Voci di annotazione dei contorni delle immagini
────────────────────────────────────────
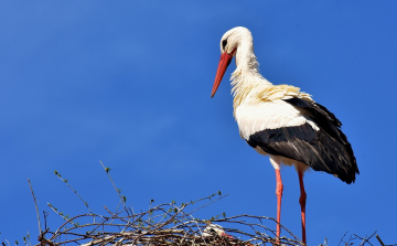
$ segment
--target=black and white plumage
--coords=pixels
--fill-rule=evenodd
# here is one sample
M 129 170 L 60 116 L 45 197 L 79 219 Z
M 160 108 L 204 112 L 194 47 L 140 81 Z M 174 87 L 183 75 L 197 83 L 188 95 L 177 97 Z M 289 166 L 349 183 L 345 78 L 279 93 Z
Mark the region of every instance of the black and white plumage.
M 300 88 L 272 85 L 259 74 L 248 29 L 239 26 L 227 31 L 221 40 L 221 53 L 212 97 L 232 58 L 236 57 L 232 92 L 240 136 L 257 152 L 269 156 L 276 170 L 278 222 L 282 195 L 280 165 L 296 167 L 301 189 L 302 239 L 305 243 L 304 171 L 309 168 L 324 171 L 346 183 L 354 182 L 358 173 L 352 147 L 341 130 L 342 124 Z
M 355 157 L 342 126 L 325 107 L 301 98 L 286 99 L 308 117 L 316 127 L 300 126 L 264 129 L 249 136 L 248 145 L 259 147 L 272 156 L 302 162 L 315 171 L 324 171 L 346 183 L 355 181 L 358 173 Z

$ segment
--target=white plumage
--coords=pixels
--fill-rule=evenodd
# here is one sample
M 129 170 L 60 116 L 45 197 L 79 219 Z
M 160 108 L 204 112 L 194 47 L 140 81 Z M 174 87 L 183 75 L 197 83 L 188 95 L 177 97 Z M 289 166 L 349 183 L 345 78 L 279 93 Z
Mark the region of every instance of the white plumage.
M 233 57 L 233 107 L 242 138 L 257 152 L 269 156 L 276 170 L 280 222 L 282 182 L 280 164 L 294 165 L 301 190 L 302 240 L 305 243 L 305 197 L 303 173 L 312 168 L 325 171 L 346 183 L 358 173 L 355 157 L 342 124 L 309 94 L 290 85 L 272 85 L 259 74 L 253 36 L 246 28 L 234 28 L 221 39 L 221 61 L 212 90 L 215 95 Z M 280 225 L 277 226 L 277 237 Z

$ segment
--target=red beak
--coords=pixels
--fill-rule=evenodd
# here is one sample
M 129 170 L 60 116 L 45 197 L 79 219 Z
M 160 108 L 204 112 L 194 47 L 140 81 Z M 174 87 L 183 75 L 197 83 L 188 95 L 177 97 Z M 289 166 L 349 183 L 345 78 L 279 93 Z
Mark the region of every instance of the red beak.
M 235 53 L 236 53 L 236 49 L 233 50 L 233 52 L 230 54 L 227 54 L 227 52 L 224 52 L 221 55 L 221 60 L 219 60 L 218 68 L 216 71 L 215 82 L 214 82 L 214 86 L 213 86 L 213 92 L 211 93 L 211 97 L 214 97 L 217 87 L 219 87 L 222 78 L 226 72 L 226 68 L 230 64 L 233 55 Z

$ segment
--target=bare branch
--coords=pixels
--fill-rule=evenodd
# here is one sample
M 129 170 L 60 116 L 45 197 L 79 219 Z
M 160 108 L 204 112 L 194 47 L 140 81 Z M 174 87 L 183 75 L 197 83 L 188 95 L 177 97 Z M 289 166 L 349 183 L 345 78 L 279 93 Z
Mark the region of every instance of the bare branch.
M 34 192 L 33 192 L 33 188 L 32 188 L 32 184 L 31 184 L 31 182 L 30 182 L 30 179 L 28 179 L 28 182 L 29 182 L 29 186 L 30 186 L 31 192 L 32 192 L 32 196 L 33 196 L 33 201 L 34 201 L 34 206 L 35 206 L 35 208 L 36 208 L 37 222 L 39 222 L 39 232 L 40 232 L 40 234 L 42 234 L 41 224 L 40 224 L 40 215 L 39 215 L 37 203 L 36 203 L 36 201 L 35 201 L 35 196 L 34 196 Z

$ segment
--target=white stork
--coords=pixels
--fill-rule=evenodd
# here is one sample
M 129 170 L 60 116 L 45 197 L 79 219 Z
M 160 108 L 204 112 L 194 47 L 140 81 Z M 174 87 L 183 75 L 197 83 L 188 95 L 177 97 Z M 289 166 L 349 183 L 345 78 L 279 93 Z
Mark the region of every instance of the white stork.
M 259 74 L 253 35 L 246 28 L 234 28 L 221 40 L 221 61 L 211 97 L 225 71 L 236 57 L 232 74 L 233 107 L 242 138 L 257 152 L 269 156 L 276 170 L 277 238 L 280 238 L 282 182 L 280 165 L 298 171 L 302 240 L 305 244 L 305 200 L 303 173 L 309 168 L 331 173 L 346 183 L 358 173 L 356 159 L 341 121 L 309 94 L 290 85 L 272 85 Z

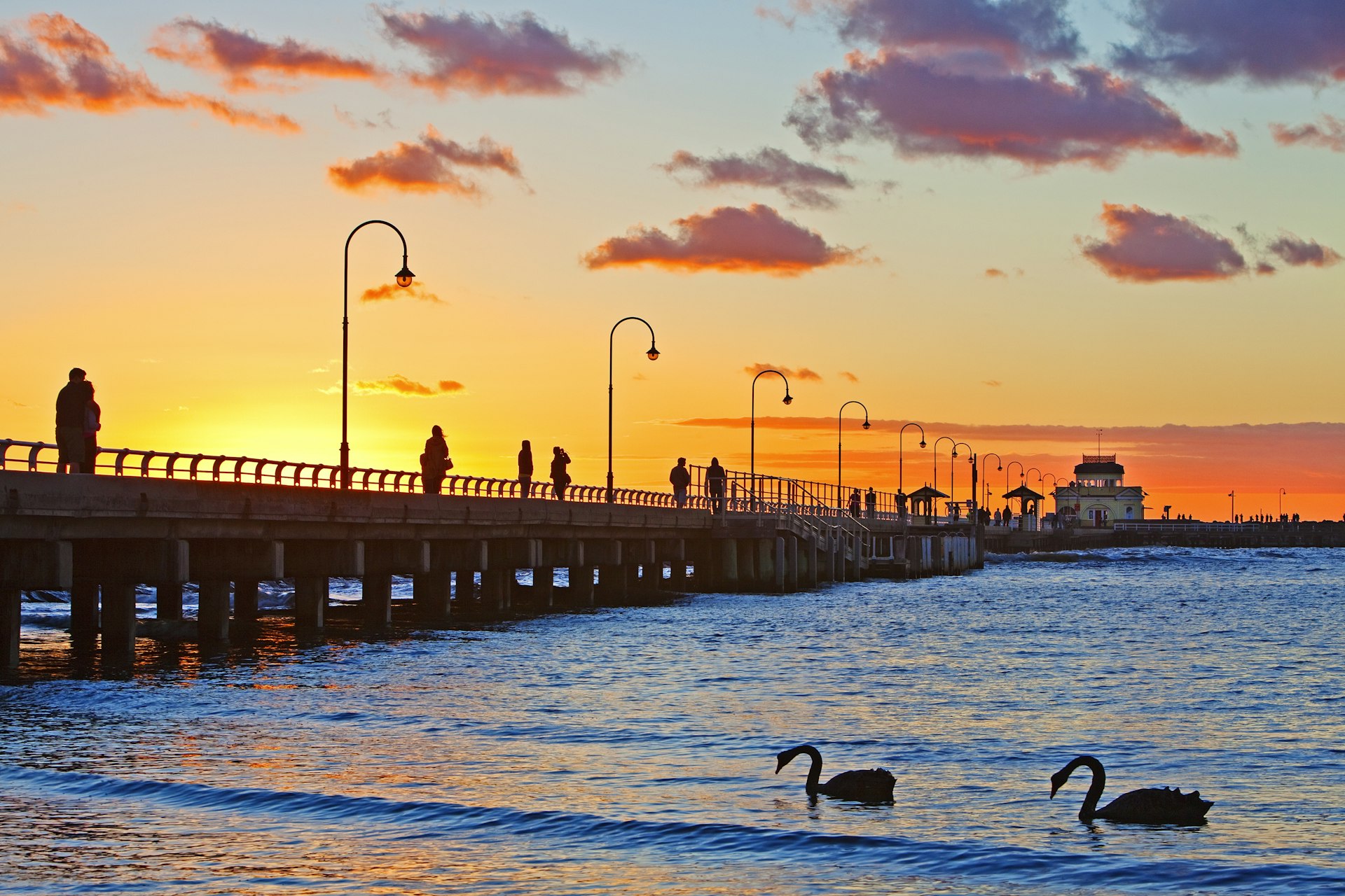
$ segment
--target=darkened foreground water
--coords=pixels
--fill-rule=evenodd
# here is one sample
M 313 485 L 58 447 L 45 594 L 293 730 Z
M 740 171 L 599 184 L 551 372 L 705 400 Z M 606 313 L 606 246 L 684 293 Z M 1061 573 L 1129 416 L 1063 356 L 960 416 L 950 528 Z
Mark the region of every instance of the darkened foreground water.
M 1134 549 L 385 641 L 273 622 L 130 680 L 51 633 L 0 688 L 0 892 L 1345 893 L 1342 598 L 1345 552 Z M 896 805 L 810 803 L 806 763 L 772 774 L 806 742 Z M 1087 774 L 1048 794 L 1081 752 L 1209 823 L 1080 823 Z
────────────────────────────────────────
Trasforma in un elenco numerato le righe dei record, partendo dall'inizio dei record e fermandoti dopo la riga che contiene "M 233 57 L 233", quest'ultima compresa. Tralascia le righe vuote e lascia fuori le immagini.

1. $ segment
2. --target=black and white plumage
3. --coords=pixels
4. --fill-rule=evenodd
5. # here is one sample
6. M 129 170 L 60 116 L 45 197 L 79 219 Z
7. M 160 108 L 204 112 L 194 47 L 140 81 Z M 174 87 L 183 75 L 197 83 L 188 95 L 177 97 Z M 289 166 L 349 183 L 345 78 L 279 93 Z
8. Mark the region of every instance of the black and white plumage.
9. M 300 88 L 272 85 L 259 74 L 248 29 L 239 26 L 227 31 L 221 40 L 221 53 L 212 97 L 232 58 L 236 57 L 232 92 L 240 136 L 257 152 L 269 156 L 276 170 L 278 222 L 282 195 L 280 165 L 296 167 L 301 189 L 302 239 L 305 243 L 304 171 L 309 168 L 324 171 L 346 183 L 354 182 L 358 173 L 352 147 L 341 130 L 342 124 Z
10. M 355 157 L 342 126 L 325 107 L 301 98 L 286 99 L 308 117 L 316 127 L 300 126 L 264 129 L 249 136 L 248 145 L 259 147 L 272 156 L 302 162 L 315 171 L 324 171 L 346 183 L 355 181 L 358 173 Z
11. $ segment
12. --target=white plumage
13. --coords=pixels
14. --fill-rule=evenodd
15. # here is one sample
16. M 129 170 L 60 116 L 45 197 L 79 219 Z
17. M 160 108 L 204 112 L 194 47 L 140 81 Z M 174 87 L 183 75 L 197 83 L 188 95 L 177 97 Z M 289 166 L 349 183 L 345 78 L 279 93 Z
18. Mark the region of every instance of the white plumage.
19. M 233 57 L 233 107 L 242 138 L 257 152 L 269 156 L 276 170 L 280 222 L 282 182 L 280 164 L 294 165 L 301 190 L 302 240 L 305 243 L 305 197 L 303 173 L 312 168 L 325 171 L 346 183 L 358 173 L 355 157 L 342 124 L 309 94 L 290 85 L 272 85 L 259 74 L 253 36 L 246 28 L 234 28 L 221 39 L 221 61 L 212 90 L 215 95 Z M 280 225 L 277 226 L 277 237 Z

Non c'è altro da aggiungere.